Extract to read
---+---

The block complexity is unlimited. Compound blocks can then be exploded into simpler blocks. This allows for any block to be decomposed, modified and recomposed into block of any other complexity. The block structure is not the final form of a group of elements, therefore the developed library of typical elements may be subject to any changes and updates in the future.

6.4. Grouping objects into a block

Grouping elements into a block can be performed in three ways. One of them allows to link the elements on the drawing with each other assigning an appropriate name interpreted as " block type ", and indicating the " block insertion point " (base point).

Grouping elements in a drawing into blocks is performed in / Group / block function . The grouping procedure requires indicating drawing elements and a base point (similar to moving, copying, copying, etc.). Before composing items into a block, the program asks for the "block type". Type is any string name up to 255 characters long. This name should be unique throughout the drawing, although it is not an absolute requirement.

If the block type is defined (non-empty string), the block can be retrieved (for copying) by selecting the appropriate block type from the menu (the function / Block // List / is used for this ). Hence, it is recommended to give different blocks unique type names. The consequence of defining a block type with a text value identical to the type of another block existing in the drawing is replacing the existing block from the list of block types available in the menu. Obviously, this does not affect the graphic form of the drawing or its structure, and thus the possibility of implementing any editing functions, but it makes direct access to blocks by their type difficult.

The second way is to indicate in the drawing the elements from which the block will be created and saved to the set with the given name in any directory on the disk. Such a block, in addition to the base point and type, can have a so-called "block description" helpful in identifying the block searched for in disk catalogs. This description is displayed in the top line of the screen in the function / Block // Import / . The basic elements indicated in this method are not grouped into a block in the drawing.

The third way is to copy - and then - paste the block into the drawing. This procedure is similar to exporting and importing a block except that neither the "block description" nor the disk file name is specified. Block is stored in the so-called clipboard. After a block is inserted into the drawing and if a non-empty type name was given when the block was copied, it can be appear in the list of blocks. Block copied into the clipboard can be pasted into any open AlfaCAD windows, so it let to copy the block from one drawing to another without saving block in the directory.

---+---

Material provided

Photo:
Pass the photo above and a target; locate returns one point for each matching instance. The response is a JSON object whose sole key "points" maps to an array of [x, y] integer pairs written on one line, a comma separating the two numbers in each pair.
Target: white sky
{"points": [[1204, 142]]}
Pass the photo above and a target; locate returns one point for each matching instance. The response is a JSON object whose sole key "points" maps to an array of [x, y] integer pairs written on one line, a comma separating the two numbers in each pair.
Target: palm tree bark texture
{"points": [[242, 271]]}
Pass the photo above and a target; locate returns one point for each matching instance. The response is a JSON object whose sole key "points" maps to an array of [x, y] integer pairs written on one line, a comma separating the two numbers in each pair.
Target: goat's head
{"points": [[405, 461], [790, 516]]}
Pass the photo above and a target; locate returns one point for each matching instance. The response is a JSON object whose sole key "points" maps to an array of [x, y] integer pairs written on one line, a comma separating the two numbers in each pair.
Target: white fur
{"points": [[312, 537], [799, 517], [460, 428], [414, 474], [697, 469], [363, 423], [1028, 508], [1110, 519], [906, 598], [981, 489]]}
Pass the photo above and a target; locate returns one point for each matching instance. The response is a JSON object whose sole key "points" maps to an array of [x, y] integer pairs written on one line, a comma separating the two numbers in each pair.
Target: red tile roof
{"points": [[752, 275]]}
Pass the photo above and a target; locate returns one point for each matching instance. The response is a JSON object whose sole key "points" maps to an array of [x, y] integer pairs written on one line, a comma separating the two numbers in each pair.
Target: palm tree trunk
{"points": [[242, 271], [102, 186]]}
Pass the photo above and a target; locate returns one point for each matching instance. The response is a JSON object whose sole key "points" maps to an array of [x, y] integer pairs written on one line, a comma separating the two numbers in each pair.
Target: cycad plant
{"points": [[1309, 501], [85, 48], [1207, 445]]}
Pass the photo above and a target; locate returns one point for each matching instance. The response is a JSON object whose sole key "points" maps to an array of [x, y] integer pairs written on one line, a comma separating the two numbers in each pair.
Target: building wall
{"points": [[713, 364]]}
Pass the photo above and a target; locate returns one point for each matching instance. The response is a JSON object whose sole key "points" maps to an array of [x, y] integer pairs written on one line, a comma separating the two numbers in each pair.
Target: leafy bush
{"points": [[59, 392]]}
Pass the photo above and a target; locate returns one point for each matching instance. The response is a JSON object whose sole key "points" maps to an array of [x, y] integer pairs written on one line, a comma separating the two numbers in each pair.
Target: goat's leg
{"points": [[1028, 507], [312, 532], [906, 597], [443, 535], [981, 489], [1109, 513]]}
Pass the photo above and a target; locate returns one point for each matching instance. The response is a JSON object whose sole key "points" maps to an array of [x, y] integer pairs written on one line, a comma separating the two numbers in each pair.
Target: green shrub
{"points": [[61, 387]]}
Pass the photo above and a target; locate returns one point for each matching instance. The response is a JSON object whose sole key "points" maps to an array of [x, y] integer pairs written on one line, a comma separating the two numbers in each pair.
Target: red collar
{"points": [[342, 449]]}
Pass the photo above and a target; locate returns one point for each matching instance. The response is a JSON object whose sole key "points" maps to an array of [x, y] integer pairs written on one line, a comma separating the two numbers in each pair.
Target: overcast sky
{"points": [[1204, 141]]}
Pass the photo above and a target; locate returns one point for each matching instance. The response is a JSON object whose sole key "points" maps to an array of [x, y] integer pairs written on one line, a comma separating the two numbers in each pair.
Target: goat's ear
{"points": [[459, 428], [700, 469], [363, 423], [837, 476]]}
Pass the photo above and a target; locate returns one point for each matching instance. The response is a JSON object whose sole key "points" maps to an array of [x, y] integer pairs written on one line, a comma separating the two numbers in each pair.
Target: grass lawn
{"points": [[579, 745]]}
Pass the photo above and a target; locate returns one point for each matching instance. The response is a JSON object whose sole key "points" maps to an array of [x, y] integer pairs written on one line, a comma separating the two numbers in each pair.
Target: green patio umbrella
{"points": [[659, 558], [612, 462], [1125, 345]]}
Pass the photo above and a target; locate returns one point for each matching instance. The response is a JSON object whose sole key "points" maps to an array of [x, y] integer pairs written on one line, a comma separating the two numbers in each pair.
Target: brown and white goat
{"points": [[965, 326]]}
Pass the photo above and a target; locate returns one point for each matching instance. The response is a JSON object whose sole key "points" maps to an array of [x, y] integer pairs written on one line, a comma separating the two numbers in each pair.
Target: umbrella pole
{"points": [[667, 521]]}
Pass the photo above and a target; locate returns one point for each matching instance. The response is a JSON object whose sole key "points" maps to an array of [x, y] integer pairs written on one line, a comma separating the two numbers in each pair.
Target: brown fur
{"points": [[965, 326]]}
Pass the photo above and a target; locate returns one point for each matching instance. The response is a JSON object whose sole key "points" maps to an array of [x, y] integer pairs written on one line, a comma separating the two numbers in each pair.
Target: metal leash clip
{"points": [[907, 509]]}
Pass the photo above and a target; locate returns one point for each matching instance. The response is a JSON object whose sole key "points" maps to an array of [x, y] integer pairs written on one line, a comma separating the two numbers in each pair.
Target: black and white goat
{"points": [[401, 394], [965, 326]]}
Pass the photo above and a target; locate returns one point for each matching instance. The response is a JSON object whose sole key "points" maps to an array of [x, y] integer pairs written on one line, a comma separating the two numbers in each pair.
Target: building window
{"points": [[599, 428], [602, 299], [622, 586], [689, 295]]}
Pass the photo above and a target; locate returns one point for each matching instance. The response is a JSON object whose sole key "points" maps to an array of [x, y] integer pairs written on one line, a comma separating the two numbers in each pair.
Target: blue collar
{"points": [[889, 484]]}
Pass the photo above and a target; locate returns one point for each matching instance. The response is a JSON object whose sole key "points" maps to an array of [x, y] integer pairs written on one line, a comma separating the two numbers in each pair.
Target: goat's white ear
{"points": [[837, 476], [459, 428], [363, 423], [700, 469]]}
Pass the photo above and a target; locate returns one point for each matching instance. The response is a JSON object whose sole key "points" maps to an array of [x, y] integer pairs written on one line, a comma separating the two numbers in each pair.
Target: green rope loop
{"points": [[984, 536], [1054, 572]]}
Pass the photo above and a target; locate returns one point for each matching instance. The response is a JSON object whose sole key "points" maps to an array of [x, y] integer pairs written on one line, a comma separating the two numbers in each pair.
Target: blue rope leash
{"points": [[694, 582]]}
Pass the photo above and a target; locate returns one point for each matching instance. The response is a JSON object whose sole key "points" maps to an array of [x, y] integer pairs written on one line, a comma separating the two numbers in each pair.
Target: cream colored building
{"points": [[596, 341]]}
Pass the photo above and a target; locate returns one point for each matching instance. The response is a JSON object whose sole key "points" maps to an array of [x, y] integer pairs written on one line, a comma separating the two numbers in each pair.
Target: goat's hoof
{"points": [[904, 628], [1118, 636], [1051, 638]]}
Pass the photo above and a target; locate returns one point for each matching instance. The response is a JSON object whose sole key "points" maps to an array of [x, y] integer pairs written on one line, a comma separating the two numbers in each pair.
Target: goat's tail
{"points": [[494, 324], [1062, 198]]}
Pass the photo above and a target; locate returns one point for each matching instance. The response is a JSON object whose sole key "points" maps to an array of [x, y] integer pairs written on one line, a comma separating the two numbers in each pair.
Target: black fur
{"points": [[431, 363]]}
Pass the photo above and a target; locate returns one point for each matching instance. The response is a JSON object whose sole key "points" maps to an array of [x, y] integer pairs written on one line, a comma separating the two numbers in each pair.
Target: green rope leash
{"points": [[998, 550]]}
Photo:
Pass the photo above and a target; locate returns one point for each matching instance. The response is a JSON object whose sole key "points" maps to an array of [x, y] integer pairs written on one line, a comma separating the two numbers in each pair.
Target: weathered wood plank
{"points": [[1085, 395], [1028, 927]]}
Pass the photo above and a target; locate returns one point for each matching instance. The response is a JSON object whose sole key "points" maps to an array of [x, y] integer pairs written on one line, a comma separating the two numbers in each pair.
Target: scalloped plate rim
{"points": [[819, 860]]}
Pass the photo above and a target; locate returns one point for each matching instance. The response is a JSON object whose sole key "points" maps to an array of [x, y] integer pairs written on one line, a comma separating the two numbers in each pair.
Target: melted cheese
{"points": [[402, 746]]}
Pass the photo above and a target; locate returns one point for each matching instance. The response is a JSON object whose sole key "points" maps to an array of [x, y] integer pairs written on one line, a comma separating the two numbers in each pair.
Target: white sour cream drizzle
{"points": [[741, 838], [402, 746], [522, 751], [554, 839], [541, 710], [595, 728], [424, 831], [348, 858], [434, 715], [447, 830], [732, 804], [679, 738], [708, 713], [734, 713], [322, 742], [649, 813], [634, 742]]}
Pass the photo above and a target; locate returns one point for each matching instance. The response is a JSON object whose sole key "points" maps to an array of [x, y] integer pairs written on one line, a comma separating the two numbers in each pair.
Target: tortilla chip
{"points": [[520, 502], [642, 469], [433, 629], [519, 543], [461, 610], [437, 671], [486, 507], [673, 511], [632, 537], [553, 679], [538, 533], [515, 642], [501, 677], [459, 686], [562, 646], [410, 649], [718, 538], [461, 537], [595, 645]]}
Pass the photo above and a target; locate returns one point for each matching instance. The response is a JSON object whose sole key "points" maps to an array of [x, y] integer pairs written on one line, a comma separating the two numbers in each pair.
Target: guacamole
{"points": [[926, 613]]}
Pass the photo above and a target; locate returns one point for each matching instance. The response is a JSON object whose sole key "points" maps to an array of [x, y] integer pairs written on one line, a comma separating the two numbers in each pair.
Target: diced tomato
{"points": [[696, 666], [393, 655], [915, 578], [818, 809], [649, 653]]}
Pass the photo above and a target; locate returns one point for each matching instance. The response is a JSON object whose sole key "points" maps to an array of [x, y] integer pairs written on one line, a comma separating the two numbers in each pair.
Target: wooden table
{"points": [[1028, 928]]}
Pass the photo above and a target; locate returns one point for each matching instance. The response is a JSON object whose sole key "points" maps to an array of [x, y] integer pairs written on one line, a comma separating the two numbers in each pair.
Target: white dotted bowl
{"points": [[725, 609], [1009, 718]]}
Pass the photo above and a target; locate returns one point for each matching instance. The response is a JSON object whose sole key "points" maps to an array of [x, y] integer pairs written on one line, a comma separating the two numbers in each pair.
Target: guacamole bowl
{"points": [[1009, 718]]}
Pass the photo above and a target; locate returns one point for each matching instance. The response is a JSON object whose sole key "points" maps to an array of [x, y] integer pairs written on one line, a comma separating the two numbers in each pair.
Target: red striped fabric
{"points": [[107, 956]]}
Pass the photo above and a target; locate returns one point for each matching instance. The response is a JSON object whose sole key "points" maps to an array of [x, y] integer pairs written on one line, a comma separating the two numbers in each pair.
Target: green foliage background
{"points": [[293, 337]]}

---+---

Aim of the task
Write out the stretch of the passage on blocks from "Grouping elements in a" through "an absolute requirement.". The items have no connection to the passage on blocks.

Task result
Grouping elements in a drawing into blocks is performed in / Group / block function . The grouping procedure requires indicating drawing elements and a base point (similar to moving, copying, copying, etc.). Before composing items into a block, the program asks for the "block type". Type is any string name up to 255 characters long. This name should be unique throughout the drawing, although it is not an absolute requirement.